What is being asked.
If a line in the entries below includes "smiling", pick it out and copy it.

Records shown.
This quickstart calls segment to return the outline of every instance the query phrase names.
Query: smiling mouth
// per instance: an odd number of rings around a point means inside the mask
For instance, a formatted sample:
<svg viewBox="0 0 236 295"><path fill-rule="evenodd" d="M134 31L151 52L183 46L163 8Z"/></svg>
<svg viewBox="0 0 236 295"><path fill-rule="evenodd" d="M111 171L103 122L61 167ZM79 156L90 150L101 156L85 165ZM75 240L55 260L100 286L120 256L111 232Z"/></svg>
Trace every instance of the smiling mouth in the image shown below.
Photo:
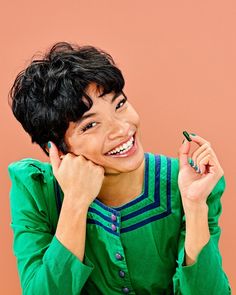
<svg viewBox="0 0 236 295"><path fill-rule="evenodd" d="M105 156L112 156L112 155L122 155L127 153L129 150L131 150L134 147L136 140L136 132L130 137L129 140L125 143L126 146L124 146L122 149L114 148L107 152ZM122 145L121 145L122 146Z"/></svg>

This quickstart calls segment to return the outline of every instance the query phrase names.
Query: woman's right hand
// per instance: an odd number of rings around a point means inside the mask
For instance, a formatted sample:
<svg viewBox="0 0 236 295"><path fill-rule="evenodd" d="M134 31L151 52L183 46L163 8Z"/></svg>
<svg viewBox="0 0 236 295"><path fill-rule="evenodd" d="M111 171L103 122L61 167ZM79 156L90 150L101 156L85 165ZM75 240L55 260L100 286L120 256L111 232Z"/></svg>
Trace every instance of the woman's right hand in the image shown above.
<svg viewBox="0 0 236 295"><path fill-rule="evenodd" d="M83 155L75 156L68 153L61 159L57 146L51 141L50 143L49 158L53 174L64 196L89 206L101 190L104 168L86 159Z"/></svg>

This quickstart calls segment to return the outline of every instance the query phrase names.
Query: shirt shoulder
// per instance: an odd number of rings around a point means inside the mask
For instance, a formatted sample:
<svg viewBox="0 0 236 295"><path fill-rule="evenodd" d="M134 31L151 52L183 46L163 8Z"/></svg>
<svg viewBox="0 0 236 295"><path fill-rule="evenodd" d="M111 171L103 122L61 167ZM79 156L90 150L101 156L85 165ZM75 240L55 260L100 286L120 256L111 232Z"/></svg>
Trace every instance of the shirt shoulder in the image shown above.
<svg viewBox="0 0 236 295"><path fill-rule="evenodd" d="M48 162L42 162L33 158L24 158L8 165L10 178L28 182L29 178L47 182L52 177L52 166Z"/></svg>
<svg viewBox="0 0 236 295"><path fill-rule="evenodd" d="M155 155L155 156L160 156L161 157L161 162L167 162L169 163L169 167L171 169L171 182L173 184L176 185L176 188L179 190L178 188L178 174L179 174L179 158L178 157L170 157L167 155ZM189 158L190 161L190 158ZM208 196L208 203L211 203L211 200L218 198L220 199L221 196L223 195L224 191L226 189L226 179L225 179L225 175L223 175L218 182L216 183L216 185L214 186L213 190L211 191L210 195Z"/></svg>

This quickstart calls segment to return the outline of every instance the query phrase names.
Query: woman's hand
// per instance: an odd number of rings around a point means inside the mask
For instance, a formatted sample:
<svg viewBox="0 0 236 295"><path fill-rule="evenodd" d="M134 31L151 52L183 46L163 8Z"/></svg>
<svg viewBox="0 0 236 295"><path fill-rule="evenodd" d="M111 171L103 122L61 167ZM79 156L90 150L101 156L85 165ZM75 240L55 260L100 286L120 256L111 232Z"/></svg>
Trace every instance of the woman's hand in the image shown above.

Answer to this task.
Query: smiling mouth
Trace every instance of the smiling mouth in the image shown below.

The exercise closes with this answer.